**Brief**.
Repeat the lines of the material below, from the line containing "# point: van" through the end, with "side window" swapped for "rear window" and nothing else changed.

**Material**.
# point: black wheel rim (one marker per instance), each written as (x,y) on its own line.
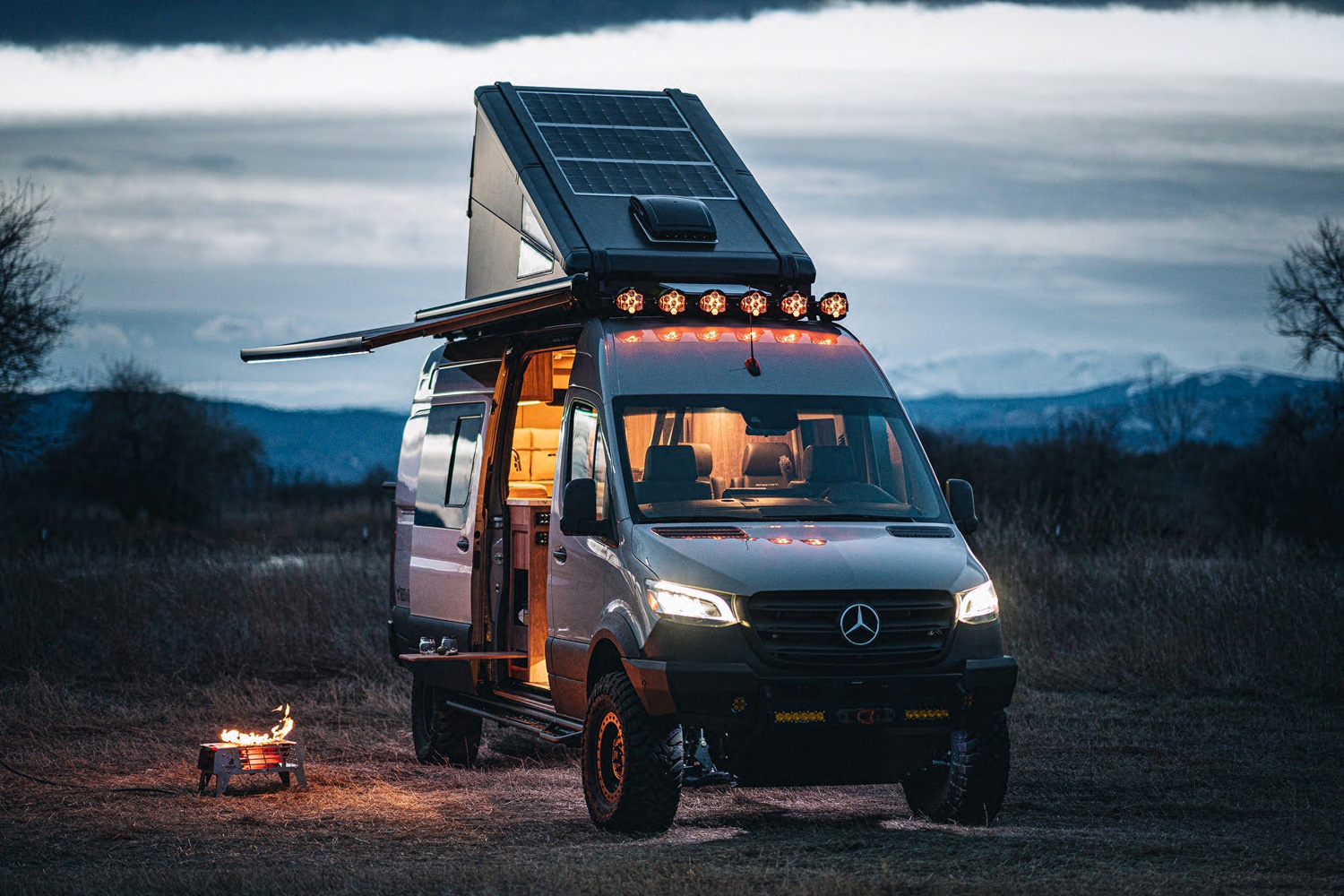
(610,756)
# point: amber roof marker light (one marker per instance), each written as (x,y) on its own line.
(753,304)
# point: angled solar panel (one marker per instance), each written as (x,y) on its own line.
(624,145)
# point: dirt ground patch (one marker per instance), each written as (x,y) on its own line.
(1107,794)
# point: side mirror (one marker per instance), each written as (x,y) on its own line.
(580,514)
(961,500)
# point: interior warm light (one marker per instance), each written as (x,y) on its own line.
(629,300)
(672,301)
(714,303)
(833,306)
(795,304)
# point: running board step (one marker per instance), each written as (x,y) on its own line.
(464,654)
(539,723)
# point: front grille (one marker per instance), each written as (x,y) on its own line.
(803,627)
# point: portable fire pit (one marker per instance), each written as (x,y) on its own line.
(223,761)
(252,754)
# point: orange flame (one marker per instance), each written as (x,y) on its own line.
(282,727)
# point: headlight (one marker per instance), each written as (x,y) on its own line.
(682,602)
(978,603)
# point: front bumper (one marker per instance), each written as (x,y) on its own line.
(737,696)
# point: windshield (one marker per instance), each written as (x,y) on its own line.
(773,458)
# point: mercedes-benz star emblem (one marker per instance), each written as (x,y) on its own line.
(859,624)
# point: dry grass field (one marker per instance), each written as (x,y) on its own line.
(1177,728)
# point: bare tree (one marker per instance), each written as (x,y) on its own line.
(1171,403)
(37,306)
(1306,296)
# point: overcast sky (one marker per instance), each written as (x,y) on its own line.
(1016,198)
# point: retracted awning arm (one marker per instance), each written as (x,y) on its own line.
(430,322)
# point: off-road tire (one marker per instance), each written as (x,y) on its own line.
(969,788)
(443,734)
(632,762)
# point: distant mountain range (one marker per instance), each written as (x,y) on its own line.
(1220,406)
(1223,406)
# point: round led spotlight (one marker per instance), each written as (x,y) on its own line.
(629,300)
(714,303)
(795,304)
(672,301)
(753,304)
(833,306)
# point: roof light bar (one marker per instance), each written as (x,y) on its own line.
(795,304)
(753,304)
(714,303)
(672,301)
(629,300)
(833,306)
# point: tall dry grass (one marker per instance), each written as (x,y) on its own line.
(1144,613)
(195,610)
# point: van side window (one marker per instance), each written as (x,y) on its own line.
(588,452)
(448,460)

**Full response**.
# point: van rear window (one marker per instance), each written as (x,y) on its own line.
(588,452)
(448,460)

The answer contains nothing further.